Work instruction:
Every line from the one containing "In the picture above, where can the white bus" through the last line below should be reproduced exactly; please include nothing else.

------ Recorded information

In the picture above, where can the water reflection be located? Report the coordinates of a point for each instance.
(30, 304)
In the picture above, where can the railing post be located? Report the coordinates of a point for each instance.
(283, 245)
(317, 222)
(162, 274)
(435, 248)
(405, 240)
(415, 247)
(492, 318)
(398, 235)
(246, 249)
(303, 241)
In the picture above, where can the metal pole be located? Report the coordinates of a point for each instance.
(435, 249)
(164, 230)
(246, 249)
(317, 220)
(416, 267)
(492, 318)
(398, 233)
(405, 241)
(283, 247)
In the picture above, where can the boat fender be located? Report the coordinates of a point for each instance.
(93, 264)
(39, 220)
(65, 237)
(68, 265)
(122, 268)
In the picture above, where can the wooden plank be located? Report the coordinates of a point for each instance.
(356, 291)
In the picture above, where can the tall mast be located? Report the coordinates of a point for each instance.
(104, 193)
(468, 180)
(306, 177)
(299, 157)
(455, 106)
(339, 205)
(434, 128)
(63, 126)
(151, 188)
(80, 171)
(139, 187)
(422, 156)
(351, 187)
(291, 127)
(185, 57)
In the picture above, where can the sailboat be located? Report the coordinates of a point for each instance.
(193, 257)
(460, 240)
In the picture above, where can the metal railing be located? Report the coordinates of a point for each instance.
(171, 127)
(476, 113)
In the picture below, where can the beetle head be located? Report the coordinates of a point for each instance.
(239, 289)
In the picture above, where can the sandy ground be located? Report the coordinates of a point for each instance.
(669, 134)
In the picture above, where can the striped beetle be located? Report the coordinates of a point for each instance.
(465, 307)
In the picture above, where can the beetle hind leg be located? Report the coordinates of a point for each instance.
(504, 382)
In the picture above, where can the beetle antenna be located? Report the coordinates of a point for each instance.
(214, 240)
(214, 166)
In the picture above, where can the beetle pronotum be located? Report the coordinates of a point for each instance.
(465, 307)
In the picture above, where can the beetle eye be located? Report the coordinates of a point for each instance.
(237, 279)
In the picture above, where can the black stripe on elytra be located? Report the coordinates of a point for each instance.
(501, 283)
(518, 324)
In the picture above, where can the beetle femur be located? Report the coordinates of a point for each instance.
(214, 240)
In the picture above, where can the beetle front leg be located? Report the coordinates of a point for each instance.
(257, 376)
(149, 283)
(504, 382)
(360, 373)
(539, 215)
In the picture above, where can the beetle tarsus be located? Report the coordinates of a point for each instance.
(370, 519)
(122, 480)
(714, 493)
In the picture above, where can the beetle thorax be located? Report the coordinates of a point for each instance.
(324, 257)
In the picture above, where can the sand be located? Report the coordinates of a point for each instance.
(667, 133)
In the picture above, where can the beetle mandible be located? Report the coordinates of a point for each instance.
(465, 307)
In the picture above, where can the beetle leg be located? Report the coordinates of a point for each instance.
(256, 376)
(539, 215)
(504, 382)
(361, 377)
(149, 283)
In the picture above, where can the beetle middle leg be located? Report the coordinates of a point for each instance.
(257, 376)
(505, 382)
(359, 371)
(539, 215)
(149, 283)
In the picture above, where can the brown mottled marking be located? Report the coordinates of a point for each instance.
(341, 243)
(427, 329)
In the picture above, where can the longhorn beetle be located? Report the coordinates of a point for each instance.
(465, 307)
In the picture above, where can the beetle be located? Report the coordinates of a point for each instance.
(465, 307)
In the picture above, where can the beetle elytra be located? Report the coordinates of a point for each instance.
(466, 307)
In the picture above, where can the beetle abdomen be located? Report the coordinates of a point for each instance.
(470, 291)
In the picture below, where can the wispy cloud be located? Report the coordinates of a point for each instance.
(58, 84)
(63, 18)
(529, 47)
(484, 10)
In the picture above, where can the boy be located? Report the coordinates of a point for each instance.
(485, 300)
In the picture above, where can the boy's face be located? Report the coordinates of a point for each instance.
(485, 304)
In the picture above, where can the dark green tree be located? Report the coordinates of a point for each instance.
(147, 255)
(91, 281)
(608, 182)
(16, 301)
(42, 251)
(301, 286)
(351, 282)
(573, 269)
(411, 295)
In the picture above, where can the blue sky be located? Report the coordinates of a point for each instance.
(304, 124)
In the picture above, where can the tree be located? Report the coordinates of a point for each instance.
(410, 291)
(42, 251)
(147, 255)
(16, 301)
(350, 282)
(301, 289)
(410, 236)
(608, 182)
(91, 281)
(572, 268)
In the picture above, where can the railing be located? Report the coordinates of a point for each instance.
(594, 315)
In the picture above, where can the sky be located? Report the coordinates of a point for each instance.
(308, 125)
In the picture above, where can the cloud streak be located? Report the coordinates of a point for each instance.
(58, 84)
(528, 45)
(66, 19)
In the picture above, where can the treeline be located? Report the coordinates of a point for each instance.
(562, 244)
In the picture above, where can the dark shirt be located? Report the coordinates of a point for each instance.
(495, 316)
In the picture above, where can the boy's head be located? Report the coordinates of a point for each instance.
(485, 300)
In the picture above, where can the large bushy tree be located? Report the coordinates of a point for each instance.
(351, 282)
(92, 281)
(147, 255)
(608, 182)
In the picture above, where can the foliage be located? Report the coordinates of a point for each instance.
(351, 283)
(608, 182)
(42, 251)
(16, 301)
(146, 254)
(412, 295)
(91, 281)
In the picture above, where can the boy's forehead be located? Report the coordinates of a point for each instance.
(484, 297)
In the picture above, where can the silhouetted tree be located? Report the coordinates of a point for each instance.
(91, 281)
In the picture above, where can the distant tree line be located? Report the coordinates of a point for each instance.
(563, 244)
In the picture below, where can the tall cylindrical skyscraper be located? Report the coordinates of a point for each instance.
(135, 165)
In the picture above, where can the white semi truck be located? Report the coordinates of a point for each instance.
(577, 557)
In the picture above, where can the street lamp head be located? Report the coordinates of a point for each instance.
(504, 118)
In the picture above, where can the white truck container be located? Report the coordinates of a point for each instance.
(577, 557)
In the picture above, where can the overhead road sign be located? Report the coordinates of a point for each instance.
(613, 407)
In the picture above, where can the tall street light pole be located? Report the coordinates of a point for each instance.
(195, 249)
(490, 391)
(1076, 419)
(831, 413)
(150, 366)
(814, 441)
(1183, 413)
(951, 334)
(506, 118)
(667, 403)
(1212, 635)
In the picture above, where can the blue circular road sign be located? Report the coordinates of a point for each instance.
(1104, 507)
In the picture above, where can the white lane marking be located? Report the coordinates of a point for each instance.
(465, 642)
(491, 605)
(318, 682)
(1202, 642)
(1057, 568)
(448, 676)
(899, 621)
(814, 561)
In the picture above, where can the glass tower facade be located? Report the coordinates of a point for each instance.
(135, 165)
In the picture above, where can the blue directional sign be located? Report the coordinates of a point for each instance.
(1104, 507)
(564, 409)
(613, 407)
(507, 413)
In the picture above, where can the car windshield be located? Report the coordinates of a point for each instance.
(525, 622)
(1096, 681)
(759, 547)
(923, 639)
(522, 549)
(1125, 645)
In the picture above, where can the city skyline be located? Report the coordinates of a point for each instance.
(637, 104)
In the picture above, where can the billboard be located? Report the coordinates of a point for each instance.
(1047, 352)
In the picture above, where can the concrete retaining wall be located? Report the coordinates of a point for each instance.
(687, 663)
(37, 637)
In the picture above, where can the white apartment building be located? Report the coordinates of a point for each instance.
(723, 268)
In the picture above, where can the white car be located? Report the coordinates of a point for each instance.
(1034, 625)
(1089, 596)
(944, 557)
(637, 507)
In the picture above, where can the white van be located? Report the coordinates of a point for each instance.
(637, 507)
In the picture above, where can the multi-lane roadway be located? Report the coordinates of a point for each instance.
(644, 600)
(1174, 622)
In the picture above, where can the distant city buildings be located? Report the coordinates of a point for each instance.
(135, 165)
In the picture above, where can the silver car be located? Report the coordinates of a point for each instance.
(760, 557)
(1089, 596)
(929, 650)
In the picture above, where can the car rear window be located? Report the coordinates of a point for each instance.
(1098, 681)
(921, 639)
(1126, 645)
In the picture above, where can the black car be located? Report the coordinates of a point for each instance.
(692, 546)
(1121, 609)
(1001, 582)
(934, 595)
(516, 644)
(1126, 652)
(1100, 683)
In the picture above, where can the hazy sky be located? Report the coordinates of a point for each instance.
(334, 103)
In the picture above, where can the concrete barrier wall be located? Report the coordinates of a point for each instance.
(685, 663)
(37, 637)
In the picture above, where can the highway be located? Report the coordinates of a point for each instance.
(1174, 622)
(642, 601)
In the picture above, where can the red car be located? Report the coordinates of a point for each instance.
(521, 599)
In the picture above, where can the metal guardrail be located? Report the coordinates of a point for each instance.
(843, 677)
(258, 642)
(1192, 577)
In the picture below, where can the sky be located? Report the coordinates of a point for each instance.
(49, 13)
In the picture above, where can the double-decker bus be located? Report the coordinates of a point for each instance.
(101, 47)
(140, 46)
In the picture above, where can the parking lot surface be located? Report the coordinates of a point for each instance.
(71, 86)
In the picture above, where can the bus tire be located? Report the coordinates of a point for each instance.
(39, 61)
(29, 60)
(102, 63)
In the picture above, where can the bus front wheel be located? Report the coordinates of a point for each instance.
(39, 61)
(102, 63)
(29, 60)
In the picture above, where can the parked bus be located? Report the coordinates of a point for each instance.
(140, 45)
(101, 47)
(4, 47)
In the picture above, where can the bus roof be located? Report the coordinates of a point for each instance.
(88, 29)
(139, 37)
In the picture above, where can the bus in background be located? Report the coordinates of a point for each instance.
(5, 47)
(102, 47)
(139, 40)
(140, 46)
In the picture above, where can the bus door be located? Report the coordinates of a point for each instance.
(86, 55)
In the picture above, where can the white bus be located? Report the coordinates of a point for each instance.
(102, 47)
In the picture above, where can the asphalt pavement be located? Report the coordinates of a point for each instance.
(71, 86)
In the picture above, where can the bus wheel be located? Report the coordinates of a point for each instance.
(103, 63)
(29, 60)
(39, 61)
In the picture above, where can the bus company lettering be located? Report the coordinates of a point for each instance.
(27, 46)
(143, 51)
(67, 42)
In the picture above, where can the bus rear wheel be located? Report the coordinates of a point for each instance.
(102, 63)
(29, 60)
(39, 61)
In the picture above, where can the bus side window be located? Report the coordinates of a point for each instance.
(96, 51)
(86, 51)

------------

Solution for this exercise:
In the picture above, where can the white bus be located? Report the coordinates of a point for each instance.
(102, 47)
In the picture above, where can the asphalt pavement be located? Report the coordinates of a point for each instance.
(71, 86)
In the picture above, where can the bus wheel be located? Report the coordinates of a point for each instance.
(103, 63)
(29, 60)
(39, 61)
In the picture above, where can the bus company lettering be located? Report the coordinates of a point for each instance.
(27, 46)
(143, 51)
(67, 42)
In the picture above, where can the bus rear wheel be located? Report the coordinates of a point for each instance.
(102, 63)
(29, 60)
(39, 61)
In the picture above, where can the bus side window be located? Report the coordinates of a point for each instance.
(96, 51)
(86, 51)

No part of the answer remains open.